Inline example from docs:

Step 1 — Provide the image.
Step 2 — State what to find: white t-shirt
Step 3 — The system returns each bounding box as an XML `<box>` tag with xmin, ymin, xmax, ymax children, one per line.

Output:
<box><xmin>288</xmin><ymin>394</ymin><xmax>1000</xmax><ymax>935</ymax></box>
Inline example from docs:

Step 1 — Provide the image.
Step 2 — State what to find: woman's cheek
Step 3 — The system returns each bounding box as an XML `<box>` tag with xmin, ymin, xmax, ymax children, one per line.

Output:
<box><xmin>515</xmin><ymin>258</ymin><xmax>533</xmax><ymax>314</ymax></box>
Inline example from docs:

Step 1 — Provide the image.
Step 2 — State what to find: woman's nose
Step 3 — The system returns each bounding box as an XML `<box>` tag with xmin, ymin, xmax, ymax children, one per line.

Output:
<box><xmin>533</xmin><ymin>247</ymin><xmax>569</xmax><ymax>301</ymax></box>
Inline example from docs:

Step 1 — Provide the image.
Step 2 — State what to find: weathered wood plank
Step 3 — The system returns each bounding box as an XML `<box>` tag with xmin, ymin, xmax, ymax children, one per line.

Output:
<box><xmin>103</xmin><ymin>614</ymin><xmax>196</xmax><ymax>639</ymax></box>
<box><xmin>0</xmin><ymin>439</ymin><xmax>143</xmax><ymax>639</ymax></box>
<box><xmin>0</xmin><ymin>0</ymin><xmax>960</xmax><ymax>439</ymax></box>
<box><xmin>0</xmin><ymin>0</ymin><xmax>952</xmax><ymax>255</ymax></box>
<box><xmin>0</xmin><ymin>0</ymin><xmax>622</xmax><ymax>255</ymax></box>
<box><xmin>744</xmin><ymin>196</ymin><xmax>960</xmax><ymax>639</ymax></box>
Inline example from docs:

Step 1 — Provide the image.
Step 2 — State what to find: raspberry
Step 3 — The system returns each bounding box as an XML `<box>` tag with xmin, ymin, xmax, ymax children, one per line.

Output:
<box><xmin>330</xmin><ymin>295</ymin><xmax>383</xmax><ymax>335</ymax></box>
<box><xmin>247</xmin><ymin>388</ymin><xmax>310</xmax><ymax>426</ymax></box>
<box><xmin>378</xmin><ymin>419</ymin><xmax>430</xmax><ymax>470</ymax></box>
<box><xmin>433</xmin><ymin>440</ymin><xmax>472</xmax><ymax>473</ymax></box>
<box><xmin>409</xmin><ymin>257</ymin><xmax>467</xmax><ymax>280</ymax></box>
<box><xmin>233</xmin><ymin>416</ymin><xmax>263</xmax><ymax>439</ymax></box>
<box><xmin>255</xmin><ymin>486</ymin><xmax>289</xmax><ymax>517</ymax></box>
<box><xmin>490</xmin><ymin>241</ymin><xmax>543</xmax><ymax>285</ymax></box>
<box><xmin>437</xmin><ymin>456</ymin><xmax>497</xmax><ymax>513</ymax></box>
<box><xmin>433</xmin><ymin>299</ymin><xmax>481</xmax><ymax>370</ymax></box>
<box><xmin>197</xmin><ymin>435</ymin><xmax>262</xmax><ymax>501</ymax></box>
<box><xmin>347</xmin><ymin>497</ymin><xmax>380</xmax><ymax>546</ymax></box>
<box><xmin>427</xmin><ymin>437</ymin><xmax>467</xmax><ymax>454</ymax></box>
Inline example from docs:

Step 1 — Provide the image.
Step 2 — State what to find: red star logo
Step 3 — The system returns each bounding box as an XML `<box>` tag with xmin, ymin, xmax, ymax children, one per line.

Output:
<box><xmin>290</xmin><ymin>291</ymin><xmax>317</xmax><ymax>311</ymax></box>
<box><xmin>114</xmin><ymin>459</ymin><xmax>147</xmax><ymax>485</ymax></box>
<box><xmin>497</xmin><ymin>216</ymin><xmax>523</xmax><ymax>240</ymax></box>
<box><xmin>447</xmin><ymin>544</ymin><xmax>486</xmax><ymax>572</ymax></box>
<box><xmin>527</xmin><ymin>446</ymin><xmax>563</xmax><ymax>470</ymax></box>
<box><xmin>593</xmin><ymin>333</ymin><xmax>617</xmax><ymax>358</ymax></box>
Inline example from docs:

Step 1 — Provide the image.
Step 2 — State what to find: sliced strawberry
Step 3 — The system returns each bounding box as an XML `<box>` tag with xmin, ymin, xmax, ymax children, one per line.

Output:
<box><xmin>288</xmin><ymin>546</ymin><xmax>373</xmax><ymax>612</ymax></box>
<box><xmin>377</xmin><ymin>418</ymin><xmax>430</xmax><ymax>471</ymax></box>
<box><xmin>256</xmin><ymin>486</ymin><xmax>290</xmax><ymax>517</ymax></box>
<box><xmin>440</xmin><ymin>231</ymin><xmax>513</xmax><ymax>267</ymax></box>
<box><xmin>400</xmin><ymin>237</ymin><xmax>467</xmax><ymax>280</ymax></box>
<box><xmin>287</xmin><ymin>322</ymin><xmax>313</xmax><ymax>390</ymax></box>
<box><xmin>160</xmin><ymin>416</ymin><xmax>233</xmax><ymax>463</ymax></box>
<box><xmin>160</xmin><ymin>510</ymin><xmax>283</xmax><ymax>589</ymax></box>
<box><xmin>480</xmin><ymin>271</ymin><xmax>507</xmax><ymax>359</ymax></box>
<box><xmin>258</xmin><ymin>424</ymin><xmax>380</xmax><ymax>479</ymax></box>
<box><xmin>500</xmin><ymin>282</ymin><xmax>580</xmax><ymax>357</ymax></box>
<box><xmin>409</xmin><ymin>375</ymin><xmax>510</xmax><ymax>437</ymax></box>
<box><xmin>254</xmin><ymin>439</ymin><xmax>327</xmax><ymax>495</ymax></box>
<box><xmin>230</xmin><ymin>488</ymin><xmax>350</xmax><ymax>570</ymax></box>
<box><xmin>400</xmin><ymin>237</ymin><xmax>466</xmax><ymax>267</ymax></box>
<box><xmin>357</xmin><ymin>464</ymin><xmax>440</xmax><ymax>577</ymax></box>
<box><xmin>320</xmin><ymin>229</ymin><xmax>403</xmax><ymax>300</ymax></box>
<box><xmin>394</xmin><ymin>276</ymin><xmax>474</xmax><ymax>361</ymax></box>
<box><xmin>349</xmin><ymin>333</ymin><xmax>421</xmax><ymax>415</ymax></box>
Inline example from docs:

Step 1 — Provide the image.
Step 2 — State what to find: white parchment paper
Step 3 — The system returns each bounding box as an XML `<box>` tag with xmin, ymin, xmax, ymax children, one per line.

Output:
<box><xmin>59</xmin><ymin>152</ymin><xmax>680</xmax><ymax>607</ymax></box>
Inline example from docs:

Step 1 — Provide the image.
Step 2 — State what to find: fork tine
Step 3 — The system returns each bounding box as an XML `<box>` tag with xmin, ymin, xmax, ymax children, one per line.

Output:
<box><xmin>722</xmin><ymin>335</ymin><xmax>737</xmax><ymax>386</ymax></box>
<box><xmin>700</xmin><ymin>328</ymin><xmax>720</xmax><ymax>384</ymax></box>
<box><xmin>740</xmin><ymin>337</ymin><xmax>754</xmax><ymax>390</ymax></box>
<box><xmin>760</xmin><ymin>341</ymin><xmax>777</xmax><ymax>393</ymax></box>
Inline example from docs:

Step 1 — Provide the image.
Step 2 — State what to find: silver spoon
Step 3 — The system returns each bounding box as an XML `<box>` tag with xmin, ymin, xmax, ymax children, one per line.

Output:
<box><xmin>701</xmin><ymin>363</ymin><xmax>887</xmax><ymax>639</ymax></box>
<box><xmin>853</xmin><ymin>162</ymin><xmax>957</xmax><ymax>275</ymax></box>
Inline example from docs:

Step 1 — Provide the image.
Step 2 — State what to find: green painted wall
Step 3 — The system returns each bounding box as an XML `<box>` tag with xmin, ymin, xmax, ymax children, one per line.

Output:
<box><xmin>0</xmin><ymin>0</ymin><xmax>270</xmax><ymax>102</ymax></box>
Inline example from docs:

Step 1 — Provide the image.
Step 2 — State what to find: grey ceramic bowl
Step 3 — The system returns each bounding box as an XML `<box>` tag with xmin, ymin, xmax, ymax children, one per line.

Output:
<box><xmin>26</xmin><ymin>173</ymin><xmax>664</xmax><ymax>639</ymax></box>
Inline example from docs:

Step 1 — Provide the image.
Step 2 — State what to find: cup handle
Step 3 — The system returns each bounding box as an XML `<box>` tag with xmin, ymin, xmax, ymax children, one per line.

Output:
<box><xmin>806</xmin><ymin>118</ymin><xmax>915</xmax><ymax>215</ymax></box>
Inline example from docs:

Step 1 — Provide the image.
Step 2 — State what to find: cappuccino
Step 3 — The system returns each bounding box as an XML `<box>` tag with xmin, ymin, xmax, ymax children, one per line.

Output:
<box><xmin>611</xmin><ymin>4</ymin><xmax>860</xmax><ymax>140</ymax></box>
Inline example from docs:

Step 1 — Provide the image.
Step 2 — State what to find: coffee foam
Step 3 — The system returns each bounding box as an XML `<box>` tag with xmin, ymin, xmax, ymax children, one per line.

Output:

> **What is expected**
Pick out every line above that contains the word "white" and copy each one in full. Case counts.

> **Task answer**
Step 2 — State what to find: white t-shirt
Step 2 — State what to find: white parchment paper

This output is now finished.